> [Objective]
Exactly reproduce each line of the listing that follows.

=======

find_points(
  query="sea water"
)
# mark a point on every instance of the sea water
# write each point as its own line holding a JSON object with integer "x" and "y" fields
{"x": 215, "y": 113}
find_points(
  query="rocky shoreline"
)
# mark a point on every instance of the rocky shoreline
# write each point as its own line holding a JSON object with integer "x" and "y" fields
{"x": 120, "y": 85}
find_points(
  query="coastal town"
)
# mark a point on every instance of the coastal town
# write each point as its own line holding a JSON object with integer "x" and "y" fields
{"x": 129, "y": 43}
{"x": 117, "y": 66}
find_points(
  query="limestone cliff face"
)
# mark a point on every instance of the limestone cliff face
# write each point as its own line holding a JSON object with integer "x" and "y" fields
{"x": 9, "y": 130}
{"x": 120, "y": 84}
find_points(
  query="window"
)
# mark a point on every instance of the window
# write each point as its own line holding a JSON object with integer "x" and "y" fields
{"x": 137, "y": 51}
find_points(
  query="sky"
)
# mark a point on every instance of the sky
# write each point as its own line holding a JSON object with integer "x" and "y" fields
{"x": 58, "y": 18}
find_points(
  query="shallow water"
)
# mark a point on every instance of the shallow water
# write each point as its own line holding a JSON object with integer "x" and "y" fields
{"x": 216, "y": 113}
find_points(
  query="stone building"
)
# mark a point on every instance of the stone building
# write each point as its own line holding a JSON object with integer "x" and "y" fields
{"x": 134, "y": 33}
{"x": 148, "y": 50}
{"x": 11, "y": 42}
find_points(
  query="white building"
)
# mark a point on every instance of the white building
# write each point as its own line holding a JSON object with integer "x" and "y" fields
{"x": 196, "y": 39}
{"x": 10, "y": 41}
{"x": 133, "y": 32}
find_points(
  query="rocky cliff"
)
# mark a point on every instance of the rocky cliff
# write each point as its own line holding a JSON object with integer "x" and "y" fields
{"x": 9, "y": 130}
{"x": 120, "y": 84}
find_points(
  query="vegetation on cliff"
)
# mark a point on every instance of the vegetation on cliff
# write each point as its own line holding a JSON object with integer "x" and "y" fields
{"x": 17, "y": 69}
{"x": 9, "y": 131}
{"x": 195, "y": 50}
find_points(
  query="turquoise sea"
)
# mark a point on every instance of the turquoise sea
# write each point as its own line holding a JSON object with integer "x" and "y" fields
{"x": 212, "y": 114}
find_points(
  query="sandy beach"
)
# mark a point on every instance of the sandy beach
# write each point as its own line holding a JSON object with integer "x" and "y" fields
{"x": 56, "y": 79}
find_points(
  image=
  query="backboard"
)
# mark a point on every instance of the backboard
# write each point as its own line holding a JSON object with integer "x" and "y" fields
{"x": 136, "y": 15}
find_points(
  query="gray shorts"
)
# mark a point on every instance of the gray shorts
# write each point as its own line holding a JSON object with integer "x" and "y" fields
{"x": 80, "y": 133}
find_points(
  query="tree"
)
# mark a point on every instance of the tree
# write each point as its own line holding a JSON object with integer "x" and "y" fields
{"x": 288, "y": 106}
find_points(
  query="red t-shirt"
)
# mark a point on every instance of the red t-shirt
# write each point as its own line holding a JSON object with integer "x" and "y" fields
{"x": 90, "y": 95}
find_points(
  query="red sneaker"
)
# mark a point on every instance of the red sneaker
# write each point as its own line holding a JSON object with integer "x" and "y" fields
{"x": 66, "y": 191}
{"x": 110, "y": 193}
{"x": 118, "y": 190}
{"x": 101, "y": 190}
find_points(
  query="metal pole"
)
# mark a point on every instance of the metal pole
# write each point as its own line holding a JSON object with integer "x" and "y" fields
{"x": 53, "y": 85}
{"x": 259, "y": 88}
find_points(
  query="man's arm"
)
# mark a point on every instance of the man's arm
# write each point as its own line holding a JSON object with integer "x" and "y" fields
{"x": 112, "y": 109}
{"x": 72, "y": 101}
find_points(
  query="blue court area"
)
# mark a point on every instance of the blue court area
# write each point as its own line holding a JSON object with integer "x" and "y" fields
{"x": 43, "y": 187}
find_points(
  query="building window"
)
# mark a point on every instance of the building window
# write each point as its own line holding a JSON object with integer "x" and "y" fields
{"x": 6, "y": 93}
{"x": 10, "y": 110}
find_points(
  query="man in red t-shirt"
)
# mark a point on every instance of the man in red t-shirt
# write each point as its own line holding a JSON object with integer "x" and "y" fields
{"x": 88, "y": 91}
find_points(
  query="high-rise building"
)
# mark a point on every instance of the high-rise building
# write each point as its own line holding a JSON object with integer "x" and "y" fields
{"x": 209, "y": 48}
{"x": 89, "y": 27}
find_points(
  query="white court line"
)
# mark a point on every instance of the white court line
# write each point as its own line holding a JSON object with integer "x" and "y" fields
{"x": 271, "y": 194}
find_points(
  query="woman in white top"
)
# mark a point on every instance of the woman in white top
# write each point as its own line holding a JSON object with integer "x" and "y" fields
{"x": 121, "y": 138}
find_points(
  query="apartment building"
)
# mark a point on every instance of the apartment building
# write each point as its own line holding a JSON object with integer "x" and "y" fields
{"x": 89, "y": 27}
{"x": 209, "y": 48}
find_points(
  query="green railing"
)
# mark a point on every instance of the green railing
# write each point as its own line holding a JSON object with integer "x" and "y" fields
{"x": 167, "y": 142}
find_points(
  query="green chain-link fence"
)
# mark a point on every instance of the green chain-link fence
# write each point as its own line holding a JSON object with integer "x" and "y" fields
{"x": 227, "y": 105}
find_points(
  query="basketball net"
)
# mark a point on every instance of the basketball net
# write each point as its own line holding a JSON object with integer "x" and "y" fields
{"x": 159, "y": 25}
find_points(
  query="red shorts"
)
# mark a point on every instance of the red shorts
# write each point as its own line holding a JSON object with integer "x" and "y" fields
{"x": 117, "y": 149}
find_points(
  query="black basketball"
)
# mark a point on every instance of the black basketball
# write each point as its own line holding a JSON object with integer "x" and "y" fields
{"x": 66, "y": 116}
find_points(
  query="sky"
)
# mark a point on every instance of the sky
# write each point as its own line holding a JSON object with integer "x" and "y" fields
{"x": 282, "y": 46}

=======

> [Problem solution]
find_points(
  query="sea water"
)
# mark a point on every instance of the sea water
# write each point as its own line holding a JSON object with integer "x" and "y" fields
{"x": 215, "y": 113}
find_points(
  query="rocky shoreline"
)
# mark a point on every instance of the rocky shoreline
# write each point as its own line holding a JSON object with integer "x" and "y" fields
{"x": 120, "y": 85}
find_points(
  query="coastal town"
)
# mark a point on every instance of the coastal town
# write each point as its own line holding a JSON object with integer "x" and "y" fields
{"x": 129, "y": 43}
{"x": 117, "y": 66}
find_points(
  query="limestone cliff face"
)
# mark a point on every instance of the limestone cliff face
# write each point as its own line holding a JSON object with integer "x" and "y" fields
{"x": 9, "y": 130}
{"x": 120, "y": 84}
find_points(
  query="window"
)
# mark a point on every instance of the window
# write each point as its own line holding a JSON object with integer "x" and "y" fields
{"x": 137, "y": 51}
find_points(
  query="sky"
)
# mark a point on every instance of the sky
# write each point as its own line holding a JSON object with integer "x" and "y" fields
{"x": 58, "y": 18}
find_points(
  query="shallow water"
)
# mark a point on every instance of the shallow water
# write each point as its own line holding a JSON object with integer "x" and "y" fields
{"x": 216, "y": 113}
find_points(
  query="stone building"
)
# mark a point on every instance of the stone building
# write each point as its own line holding a JSON object with integer "x" and "y" fields
{"x": 134, "y": 33}
{"x": 148, "y": 50}
{"x": 11, "y": 42}
find_points(
  query="white building"
)
# mark a point on every instance of the white building
# write each point as its own line holding a JSON object with integer "x" and "y" fields
{"x": 196, "y": 39}
{"x": 10, "y": 41}
{"x": 133, "y": 32}
find_points(
  query="rocky cliff"
)
# mark a point on every instance of the rocky cliff
# write each point as its own line holding a JSON object with integer "x" and "y" fields
{"x": 9, "y": 130}
{"x": 120, "y": 84}
find_points(
  query="vegetation on cliff"
)
# mark a point on every instance of the vegetation on cliff
# write each point as its own line holding a JSON object with integer "x" and "y" fields
{"x": 17, "y": 69}
{"x": 9, "y": 131}
{"x": 195, "y": 50}
find_points(
  query="turquoise sea"
)
# mark a point on every instance of the turquoise sea
# write each point as its own line holding a JSON object with integer "x" and "y" fields
{"x": 212, "y": 114}
find_points(
  query="sandy beach"
)
# mark a point on every instance of the sandy beach
# write each point as its own line holding a JSON object with integer "x" and "y" fields
{"x": 56, "y": 79}
find_points(
  image=
  query="backboard"
)
# mark a point on every instance of the backboard
# write each point as its own line holding a JSON object with integer "x" and "y" fields
{"x": 136, "y": 15}
find_points(
  query="gray shorts"
)
# mark a point on every instance of the gray shorts
# write each point as its own line holding a JSON object with integer "x" and "y" fields
{"x": 80, "y": 133}
find_points(
  query="tree"
)
# mark a point on every instance of the tree
# write each point as its own line holding a JSON object with integer "x" and "y" fields
{"x": 288, "y": 106}
find_points(
  query="red t-shirt"
)
# mark a point on every instance of the red t-shirt
# write each point as its own line holding a JSON object with integer "x" and "y" fields
{"x": 90, "y": 95}
find_points(
  query="red sneaker"
)
# mark a point on every instance of the red sneaker
# write each point as its own line holding a JSON object with integer "x" and "y" fields
{"x": 66, "y": 191}
{"x": 110, "y": 193}
{"x": 118, "y": 190}
{"x": 101, "y": 190}
find_points(
  query="metal pole"
)
# mark a point on every instance of the metal pole
# write each point as its own line holding a JSON object with integer "x" and "y" fields
{"x": 53, "y": 85}
{"x": 259, "y": 88}
find_points(
  query="man's arm"
)
# mark a point on every instance of the man's arm
# write each point as its own line holding a JSON object with integer "x" and "y" fields
{"x": 112, "y": 109}
{"x": 72, "y": 101}
find_points(
  query="blue court area"
)
# mark a point on every instance of the blue court area
# write each point as its own line holding a JSON object with integer "x" and "y" fields
{"x": 43, "y": 187}
find_points(
  query="building window"
)
# mark a point on every instance of the building window
# write each point as its own line holding a JSON object with integer "x" and "y" fields
{"x": 6, "y": 93}
{"x": 10, "y": 110}
find_points(
  query="man in red t-shirt"
)
# mark a point on every instance of the man in red t-shirt
# write each point as its own line holding a JSON object with integer "x" and "y" fields
{"x": 88, "y": 91}
find_points(
  query="high-rise building"
)
# mark a point on every instance of the high-rise building
# write each point as its own line holding a JSON object with integer "x" and "y" fields
{"x": 209, "y": 48}
{"x": 89, "y": 27}
find_points(
  query="white court line"
)
# mark a point on every instance of the white court line
# write each point as its own line holding a JSON object with integer "x" and "y" fields
{"x": 271, "y": 194}
find_points(
  query="woman in white top"
)
# mark a point on every instance of the woman in white top
# write each point as its own line holding a JSON object with integer "x" and "y" fields
{"x": 121, "y": 138}
find_points(
  query="apartment building"
)
# mark a point on every instance of the apartment building
# write each point as its own line holding a JSON object with integer "x" and "y" fields
{"x": 89, "y": 27}
{"x": 209, "y": 48}
find_points(
  query="green railing"
)
# mark a point on every instance of the green railing
# write each point as its own line holding a JSON object with integer "x" and "y" fields
{"x": 167, "y": 142}
find_points(
  query="green chain-link fence"
)
# mark a point on every instance of the green chain-link fence
# write each point as its own line holding a JSON object with integer "x" and "y" fields
{"x": 227, "y": 105}
find_points(
  query="basketball net"
)
# mark a point on every instance of the basketball net
# write each point as its own line holding a JSON object with integer "x" and "y" fields
{"x": 159, "y": 25}
find_points(
  query="red shorts"
)
# mark a point on every instance of the red shorts
# write each point as its own line holding a JSON object with integer "x" and "y" fields
{"x": 117, "y": 149}
find_points(
  query="black basketball"
)
# mark a point on every instance of the black basketball
# write each point as its own line holding a JSON object with integer "x" and "y" fields
{"x": 66, "y": 116}
find_points(
  query="sky"
)
# mark a point on every instance of the sky
# write each point as its own line holding a JSON object with integer "x" and "y" fields
{"x": 282, "y": 46}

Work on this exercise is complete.